<<<<

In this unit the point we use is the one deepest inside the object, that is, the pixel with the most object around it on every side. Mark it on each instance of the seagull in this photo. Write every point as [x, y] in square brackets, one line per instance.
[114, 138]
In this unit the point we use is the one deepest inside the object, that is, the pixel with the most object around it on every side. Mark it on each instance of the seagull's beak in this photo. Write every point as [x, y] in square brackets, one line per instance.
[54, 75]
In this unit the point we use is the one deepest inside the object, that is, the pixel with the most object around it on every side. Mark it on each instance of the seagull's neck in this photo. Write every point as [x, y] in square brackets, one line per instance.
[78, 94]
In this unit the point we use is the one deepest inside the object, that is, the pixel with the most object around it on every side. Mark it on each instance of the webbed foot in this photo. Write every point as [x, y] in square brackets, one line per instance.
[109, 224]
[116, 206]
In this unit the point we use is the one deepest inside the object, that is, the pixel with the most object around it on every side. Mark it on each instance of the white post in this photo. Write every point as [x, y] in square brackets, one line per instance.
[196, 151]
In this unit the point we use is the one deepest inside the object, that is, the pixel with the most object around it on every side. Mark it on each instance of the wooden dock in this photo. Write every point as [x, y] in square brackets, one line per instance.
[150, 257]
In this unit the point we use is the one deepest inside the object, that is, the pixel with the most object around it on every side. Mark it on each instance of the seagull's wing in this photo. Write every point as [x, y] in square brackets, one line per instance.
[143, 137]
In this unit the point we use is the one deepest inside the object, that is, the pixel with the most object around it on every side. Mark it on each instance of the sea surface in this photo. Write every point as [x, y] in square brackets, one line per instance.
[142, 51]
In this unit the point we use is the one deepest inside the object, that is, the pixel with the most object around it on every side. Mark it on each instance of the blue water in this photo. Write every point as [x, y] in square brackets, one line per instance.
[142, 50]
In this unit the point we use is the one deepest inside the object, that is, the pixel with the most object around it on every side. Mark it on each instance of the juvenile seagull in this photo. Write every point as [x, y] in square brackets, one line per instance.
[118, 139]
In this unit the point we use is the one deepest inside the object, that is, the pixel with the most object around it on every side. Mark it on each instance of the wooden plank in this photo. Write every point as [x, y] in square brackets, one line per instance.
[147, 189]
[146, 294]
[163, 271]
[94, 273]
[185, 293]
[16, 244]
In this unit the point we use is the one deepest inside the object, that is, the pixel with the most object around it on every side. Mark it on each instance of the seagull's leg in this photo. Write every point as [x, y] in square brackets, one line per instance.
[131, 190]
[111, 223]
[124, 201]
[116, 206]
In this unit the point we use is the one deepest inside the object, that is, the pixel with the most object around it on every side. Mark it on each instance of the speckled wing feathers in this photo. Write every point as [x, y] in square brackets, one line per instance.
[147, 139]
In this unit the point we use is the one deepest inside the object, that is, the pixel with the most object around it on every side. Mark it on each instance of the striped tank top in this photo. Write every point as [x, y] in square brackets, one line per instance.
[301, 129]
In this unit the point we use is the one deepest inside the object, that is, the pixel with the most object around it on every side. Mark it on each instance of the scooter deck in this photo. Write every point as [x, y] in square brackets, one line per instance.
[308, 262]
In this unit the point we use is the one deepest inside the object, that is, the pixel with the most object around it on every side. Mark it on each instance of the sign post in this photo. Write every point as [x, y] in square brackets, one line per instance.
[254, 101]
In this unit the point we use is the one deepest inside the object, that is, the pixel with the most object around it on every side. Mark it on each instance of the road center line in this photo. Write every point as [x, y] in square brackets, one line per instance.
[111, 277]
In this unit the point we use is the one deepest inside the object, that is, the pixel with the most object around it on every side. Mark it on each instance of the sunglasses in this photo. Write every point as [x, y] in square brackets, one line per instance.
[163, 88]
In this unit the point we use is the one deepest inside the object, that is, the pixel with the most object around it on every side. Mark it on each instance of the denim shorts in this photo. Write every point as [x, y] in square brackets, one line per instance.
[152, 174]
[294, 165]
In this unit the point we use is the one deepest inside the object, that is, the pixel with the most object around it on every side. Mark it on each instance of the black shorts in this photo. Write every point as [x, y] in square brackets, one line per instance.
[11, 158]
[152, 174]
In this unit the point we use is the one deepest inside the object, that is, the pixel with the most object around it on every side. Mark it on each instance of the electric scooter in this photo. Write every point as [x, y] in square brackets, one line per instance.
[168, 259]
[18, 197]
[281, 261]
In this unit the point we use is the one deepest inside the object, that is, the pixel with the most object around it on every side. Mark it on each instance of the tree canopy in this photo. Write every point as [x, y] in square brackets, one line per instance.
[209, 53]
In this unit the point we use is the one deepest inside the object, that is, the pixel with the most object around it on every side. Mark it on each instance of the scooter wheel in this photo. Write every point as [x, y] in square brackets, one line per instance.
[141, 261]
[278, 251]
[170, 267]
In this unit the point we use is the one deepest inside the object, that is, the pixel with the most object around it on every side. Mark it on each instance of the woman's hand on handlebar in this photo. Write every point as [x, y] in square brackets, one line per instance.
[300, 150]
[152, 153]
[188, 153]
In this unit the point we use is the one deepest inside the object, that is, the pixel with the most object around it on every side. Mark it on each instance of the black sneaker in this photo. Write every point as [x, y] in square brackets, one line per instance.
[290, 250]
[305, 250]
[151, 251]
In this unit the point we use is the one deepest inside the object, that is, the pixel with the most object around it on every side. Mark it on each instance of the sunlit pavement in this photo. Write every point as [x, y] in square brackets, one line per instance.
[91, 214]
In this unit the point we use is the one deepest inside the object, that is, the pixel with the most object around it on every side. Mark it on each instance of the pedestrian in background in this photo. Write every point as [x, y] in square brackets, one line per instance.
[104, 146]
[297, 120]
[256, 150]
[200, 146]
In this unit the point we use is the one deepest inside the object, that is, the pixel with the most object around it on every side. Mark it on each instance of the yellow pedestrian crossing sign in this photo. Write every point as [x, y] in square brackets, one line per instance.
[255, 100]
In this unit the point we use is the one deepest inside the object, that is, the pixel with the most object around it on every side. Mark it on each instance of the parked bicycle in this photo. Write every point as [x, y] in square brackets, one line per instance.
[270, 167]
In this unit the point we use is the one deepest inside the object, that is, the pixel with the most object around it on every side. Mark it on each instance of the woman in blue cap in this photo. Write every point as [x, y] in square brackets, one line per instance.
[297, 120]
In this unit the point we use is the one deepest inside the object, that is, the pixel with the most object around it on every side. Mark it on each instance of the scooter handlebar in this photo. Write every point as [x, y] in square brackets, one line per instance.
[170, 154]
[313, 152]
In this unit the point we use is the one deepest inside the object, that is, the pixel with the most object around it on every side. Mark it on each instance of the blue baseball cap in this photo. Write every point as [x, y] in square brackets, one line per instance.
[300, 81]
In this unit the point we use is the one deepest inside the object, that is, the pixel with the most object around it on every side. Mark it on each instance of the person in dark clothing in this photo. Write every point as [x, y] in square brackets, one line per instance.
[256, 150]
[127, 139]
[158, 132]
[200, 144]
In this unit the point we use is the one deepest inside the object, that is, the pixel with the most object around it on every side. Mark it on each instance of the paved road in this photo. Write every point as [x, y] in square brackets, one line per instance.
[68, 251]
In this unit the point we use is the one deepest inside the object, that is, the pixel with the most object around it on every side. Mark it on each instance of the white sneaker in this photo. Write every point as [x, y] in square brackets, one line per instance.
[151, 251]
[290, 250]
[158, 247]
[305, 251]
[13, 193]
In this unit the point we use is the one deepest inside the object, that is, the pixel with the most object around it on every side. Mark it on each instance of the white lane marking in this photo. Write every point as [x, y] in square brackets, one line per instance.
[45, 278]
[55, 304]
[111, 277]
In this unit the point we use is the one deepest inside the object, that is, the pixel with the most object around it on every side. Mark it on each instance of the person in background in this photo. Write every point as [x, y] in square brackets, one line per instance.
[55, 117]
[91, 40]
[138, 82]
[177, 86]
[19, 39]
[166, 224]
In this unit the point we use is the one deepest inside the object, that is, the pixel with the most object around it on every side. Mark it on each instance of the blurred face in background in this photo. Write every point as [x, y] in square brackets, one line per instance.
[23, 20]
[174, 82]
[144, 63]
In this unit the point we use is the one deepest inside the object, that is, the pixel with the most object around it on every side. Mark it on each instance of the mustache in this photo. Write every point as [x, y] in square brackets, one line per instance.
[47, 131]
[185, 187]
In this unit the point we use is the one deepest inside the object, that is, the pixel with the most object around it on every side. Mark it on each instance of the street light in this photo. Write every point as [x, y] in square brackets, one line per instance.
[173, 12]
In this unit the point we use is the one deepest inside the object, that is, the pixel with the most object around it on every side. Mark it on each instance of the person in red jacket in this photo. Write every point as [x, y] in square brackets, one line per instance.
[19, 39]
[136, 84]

>>>>

=== EXERCISE AIM ===
Return, unchanged, each line from the line containing "of the street" through the last line of the material.

=== ANSWER SPACE ===
In this unit the point we use is the one deepest inside the object, that is, the pixel with the most object around it on every side. Mark it on each instance of the street light in this photo. Write every point as [x, y] in square brackets, one line per instance.
[173, 12]
In this unit the point we use is the one deepest inside the object, that is, the pixel with the most object around it on every side. Mark it on each instance of the person in red jacket in this photo. Write every point as [x, y] in square brackets, one line per instance.
[19, 39]
[136, 84]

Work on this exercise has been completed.